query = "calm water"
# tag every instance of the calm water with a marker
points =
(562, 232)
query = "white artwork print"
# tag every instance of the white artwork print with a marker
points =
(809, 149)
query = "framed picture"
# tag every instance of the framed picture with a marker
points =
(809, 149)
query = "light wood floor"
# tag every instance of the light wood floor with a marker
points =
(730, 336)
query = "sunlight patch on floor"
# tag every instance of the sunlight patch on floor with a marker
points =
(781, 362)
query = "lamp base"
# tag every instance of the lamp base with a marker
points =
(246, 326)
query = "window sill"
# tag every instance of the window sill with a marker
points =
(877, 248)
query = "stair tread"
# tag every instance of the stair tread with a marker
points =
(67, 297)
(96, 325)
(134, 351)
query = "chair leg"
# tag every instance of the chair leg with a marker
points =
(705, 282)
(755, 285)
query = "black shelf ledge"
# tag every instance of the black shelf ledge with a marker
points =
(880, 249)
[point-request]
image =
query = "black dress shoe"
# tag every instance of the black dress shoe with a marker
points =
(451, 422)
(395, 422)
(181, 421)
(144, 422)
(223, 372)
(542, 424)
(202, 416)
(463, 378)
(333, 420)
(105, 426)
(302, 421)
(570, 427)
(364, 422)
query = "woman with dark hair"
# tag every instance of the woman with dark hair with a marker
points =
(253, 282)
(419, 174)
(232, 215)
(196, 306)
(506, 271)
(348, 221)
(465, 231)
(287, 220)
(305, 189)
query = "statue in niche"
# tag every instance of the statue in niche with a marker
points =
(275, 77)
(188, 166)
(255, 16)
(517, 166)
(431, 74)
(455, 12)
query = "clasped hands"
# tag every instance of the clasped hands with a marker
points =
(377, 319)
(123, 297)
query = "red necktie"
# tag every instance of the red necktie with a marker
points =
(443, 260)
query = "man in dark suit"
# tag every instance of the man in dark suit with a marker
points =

******

### Given exercise
Rewrite all the entries above, changing every "marker" to "pin" and leaving everything else the same.

### Right answer
query = "calm water"
# tag every instance of the calm water with a pin
points =
(562, 232)
query = "white artwork print"
# tag every instance of the white artwork print with a pin
points =
(809, 149)
query = "framed picture"
# tag every instance of the framed picture with a pin
points =
(809, 149)
query = "light wood floor"
# tag every instance of the light wood floor with a pin
points =
(730, 336)
query = "sunlight patch on floor"
# tag every instance of the sunlight patch on floor with a pin
points =
(781, 362)
query = "lamp base"
# tag every instance of the lamp base with a pin
points =
(246, 326)
query = "window sill"
# tag every instance of the window sill with a pin
points =
(877, 248)
query = "stair tread"
# tag every instance of the stair tread with a pin
points =
(67, 297)
(96, 325)
(134, 351)
query = "chair leg"
# tag every instance of the chair leg with a pin
points =
(705, 282)
(755, 285)
query = "black shelf ledge"
# tag every instance of the black shelf ledge with a pin
points =
(880, 249)
[point-request]
image =
query = "black dress shoe"
# tag every instance of the black dress shoe with a pin
points =
(451, 422)
(395, 422)
(181, 421)
(144, 422)
(223, 372)
(542, 424)
(202, 416)
(463, 378)
(333, 420)
(105, 426)
(302, 421)
(570, 427)
(364, 422)
query = "woman with dark hair"
# tag every instance of the woman with dark hair with a pin
points =
(253, 282)
(419, 174)
(232, 215)
(196, 306)
(506, 271)
(348, 221)
(465, 231)
(287, 220)
(305, 189)
query = "statue in niche"
# tag every instance of the statue in niche with a pin
points =
(275, 77)
(188, 166)
(255, 16)
(517, 166)
(431, 74)
(455, 12)
query = "clasped hands"
# tag every instance of the clasped hands with a pin
points =
(377, 319)
(123, 297)
query = "red necktie"
# tag every instance of the red necktie with a pin
points =
(443, 260)
query = "man in dark suit"
# tag every instance of the man in dark suit with a pin
points =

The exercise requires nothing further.